The problem
In the data that follows, find the line containing "of the runway"; then quote that line and every line after it, exactly, through the last one.

Data provided
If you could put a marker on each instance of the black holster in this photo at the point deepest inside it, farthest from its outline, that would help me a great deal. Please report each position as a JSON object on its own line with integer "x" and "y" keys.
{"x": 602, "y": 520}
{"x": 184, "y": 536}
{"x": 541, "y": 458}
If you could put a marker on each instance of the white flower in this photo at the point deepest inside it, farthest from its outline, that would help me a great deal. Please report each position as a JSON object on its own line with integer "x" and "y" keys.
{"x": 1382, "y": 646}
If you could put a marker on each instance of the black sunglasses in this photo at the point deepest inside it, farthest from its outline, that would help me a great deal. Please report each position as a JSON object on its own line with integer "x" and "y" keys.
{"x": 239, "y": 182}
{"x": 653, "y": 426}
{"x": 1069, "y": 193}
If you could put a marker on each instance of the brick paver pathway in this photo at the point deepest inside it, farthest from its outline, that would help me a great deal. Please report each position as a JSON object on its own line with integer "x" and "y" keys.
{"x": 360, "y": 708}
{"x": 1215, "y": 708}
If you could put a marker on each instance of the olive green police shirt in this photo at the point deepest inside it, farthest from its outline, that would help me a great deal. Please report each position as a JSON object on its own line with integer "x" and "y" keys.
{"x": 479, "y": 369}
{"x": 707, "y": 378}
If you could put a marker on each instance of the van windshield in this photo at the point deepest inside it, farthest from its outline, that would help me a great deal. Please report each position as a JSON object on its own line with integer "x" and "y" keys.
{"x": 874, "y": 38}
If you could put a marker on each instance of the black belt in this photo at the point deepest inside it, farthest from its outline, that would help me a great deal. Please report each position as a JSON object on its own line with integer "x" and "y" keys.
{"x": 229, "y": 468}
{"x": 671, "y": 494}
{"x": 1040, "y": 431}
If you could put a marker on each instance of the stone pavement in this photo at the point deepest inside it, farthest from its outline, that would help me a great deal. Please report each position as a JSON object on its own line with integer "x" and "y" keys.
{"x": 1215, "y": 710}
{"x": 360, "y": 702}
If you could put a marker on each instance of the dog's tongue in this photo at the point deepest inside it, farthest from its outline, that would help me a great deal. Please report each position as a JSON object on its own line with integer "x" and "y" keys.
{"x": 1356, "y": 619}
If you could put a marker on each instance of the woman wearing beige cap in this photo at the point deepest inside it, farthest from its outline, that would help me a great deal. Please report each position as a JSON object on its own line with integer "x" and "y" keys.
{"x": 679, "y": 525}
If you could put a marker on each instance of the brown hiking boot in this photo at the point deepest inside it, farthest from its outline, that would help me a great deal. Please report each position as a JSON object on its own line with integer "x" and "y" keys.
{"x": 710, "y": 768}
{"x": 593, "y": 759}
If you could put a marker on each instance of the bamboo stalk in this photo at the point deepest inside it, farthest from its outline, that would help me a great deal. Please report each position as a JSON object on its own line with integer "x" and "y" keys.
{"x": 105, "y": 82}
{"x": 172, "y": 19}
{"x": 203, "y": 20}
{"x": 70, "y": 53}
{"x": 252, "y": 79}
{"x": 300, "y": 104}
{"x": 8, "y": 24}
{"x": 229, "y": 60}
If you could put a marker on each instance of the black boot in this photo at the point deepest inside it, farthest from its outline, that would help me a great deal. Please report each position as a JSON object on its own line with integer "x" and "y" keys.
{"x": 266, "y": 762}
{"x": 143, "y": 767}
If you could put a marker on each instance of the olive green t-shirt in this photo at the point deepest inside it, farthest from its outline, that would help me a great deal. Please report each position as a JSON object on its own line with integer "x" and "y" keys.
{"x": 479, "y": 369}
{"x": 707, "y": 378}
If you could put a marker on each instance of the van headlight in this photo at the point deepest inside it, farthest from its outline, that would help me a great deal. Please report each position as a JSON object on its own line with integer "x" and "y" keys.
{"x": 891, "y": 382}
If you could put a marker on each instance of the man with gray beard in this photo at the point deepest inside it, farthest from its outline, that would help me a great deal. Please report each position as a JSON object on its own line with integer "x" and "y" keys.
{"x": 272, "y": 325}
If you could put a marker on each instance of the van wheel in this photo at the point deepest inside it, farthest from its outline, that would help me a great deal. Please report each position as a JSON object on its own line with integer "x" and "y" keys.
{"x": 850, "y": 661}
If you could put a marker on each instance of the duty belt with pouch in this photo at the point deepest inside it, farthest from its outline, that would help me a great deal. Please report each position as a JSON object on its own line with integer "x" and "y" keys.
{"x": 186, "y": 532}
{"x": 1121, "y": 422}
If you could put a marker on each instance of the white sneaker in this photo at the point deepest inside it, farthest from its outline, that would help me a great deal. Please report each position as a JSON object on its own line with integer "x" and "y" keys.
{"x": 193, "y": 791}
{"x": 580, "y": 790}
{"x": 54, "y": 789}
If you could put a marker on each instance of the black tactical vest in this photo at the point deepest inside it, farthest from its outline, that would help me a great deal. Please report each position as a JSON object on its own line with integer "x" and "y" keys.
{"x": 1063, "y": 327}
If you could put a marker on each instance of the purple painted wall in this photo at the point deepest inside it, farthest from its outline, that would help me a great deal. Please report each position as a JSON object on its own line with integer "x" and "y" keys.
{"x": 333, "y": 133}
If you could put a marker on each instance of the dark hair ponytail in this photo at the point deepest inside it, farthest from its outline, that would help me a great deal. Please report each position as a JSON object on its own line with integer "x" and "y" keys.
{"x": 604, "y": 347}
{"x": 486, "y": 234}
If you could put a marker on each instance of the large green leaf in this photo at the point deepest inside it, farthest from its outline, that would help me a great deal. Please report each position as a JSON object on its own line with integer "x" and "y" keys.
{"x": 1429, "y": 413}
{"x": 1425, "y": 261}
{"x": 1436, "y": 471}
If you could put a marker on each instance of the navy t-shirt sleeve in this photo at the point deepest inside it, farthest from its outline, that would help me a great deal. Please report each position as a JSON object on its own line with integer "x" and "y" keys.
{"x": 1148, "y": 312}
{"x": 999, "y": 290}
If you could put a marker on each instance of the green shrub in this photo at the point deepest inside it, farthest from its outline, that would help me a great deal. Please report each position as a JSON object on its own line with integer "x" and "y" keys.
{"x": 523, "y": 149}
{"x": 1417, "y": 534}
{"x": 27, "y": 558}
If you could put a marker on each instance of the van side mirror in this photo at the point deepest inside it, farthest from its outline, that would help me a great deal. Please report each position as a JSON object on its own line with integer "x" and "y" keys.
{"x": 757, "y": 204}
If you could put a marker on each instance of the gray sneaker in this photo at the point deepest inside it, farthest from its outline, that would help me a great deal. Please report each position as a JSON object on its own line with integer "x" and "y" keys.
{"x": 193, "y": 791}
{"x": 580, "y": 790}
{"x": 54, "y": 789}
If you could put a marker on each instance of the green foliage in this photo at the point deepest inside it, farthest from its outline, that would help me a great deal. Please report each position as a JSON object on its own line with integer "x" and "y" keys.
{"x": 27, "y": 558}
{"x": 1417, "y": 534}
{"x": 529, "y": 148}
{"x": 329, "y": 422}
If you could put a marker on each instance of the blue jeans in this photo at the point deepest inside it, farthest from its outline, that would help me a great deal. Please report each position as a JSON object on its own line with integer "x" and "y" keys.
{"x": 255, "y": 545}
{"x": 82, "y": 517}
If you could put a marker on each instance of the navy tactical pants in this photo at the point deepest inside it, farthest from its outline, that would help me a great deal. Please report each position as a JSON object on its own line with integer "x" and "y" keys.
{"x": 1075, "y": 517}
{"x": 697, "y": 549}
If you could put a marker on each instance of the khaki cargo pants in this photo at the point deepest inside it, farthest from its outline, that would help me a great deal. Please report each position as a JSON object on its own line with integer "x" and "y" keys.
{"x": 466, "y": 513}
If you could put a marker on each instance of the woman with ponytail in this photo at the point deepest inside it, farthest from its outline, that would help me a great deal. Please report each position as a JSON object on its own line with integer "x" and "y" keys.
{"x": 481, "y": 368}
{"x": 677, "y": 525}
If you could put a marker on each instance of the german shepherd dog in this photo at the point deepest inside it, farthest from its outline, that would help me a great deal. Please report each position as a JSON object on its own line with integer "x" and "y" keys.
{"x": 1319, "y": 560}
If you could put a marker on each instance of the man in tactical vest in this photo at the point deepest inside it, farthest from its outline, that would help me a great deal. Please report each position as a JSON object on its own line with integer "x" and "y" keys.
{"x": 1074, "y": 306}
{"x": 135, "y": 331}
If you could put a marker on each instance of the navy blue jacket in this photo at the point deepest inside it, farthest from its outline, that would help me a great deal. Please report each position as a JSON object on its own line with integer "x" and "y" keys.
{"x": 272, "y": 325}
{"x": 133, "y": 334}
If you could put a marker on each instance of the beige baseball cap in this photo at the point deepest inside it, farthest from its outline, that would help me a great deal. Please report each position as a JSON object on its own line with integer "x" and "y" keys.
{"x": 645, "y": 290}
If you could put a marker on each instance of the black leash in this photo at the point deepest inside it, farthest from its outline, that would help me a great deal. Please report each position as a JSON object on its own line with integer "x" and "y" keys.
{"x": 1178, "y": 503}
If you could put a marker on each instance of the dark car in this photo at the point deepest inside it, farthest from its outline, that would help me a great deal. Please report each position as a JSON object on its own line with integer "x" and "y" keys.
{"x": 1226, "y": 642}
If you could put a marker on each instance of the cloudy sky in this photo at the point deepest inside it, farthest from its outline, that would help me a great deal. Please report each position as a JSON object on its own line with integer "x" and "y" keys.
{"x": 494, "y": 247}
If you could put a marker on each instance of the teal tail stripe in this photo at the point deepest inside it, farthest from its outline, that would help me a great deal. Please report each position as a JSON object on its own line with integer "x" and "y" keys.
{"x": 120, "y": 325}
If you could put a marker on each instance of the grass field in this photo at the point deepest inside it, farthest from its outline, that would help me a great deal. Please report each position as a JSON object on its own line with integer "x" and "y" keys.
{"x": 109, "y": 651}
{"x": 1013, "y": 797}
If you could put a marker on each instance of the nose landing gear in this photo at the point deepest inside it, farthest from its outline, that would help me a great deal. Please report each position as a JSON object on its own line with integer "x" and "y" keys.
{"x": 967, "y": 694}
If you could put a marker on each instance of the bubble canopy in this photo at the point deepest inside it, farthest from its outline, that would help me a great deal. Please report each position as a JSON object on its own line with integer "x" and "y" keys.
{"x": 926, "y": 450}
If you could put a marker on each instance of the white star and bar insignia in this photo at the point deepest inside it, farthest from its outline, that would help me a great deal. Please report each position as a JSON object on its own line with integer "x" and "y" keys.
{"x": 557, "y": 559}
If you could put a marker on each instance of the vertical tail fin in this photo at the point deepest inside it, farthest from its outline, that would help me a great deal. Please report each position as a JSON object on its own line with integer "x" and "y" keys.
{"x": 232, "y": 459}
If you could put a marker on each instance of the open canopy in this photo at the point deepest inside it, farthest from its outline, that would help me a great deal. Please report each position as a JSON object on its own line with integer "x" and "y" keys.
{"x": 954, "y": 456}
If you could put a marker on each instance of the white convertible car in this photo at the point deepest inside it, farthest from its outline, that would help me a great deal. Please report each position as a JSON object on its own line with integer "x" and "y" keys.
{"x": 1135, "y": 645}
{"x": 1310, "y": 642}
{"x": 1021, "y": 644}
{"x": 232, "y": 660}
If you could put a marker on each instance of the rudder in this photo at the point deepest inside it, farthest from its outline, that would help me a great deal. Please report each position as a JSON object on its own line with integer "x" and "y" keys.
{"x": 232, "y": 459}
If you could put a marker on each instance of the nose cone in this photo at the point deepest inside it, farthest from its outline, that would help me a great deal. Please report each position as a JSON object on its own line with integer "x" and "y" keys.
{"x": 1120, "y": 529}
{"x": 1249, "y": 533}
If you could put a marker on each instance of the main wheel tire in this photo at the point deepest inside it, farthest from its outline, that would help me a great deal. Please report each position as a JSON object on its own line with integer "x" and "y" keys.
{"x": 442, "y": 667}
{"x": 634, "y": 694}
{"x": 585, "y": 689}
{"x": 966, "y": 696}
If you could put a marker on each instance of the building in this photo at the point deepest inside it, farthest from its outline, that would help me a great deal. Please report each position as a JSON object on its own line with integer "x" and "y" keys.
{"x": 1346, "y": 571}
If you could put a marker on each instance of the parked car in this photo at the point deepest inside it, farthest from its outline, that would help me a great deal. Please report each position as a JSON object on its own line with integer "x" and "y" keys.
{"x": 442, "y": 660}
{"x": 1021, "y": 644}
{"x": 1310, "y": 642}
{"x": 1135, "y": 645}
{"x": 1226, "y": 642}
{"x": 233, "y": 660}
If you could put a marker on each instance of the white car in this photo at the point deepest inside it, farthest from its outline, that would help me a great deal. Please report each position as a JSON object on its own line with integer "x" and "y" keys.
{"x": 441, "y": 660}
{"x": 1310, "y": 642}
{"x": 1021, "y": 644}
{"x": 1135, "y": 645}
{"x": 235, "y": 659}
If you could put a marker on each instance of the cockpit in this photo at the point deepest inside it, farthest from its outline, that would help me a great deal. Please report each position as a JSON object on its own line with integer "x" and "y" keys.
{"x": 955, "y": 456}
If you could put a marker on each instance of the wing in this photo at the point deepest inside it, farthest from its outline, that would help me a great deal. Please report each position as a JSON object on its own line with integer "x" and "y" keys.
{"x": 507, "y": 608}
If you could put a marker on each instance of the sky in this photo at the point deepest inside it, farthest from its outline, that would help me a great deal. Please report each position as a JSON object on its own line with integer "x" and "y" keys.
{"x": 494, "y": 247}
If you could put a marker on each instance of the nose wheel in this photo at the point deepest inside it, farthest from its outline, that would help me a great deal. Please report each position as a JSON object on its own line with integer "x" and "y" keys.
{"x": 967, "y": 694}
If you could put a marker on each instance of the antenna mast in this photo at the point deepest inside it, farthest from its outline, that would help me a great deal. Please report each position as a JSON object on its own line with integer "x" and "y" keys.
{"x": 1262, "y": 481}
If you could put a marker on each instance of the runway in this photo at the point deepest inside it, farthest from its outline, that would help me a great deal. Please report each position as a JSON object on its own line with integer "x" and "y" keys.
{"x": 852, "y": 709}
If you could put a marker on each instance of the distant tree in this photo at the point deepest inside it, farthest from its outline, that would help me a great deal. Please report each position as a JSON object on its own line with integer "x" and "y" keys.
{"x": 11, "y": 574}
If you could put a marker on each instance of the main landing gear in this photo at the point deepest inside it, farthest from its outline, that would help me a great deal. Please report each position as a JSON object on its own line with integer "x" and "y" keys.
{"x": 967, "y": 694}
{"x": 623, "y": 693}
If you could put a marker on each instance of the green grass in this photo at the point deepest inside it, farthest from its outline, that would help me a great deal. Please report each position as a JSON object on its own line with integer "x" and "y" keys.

Task output
If you could put a marker on each instance of the runway in this photo at the point deepest inside it, farthest from its outline, that would help me a great deal. Please report each position as a JSON object on its own line with integer "x" and "y" keys.
{"x": 852, "y": 709}
If you could put a marker on each instance of the distant tree in this photo at the point deepest inside it, farthest from its outline, that would help me a great deal. Please report each position as a JSON object on its own line with integer "x" and "y" keys.
{"x": 11, "y": 574}
If you could put a marker on each instance of the main landing gear in this photo at the point deepest inside it, farthest from its outline, that would help me a great deal. Please report each position as a JSON object on its own line with integer "x" and "y" keys.
{"x": 967, "y": 694}
{"x": 623, "y": 693}
If you could put a marker on each instance of the green grass in this photo at the point deepest inside it, farthest from its outline, that would help me a great deal. Please report each position as a JSON object on its own line with integer "x" and "y" keys.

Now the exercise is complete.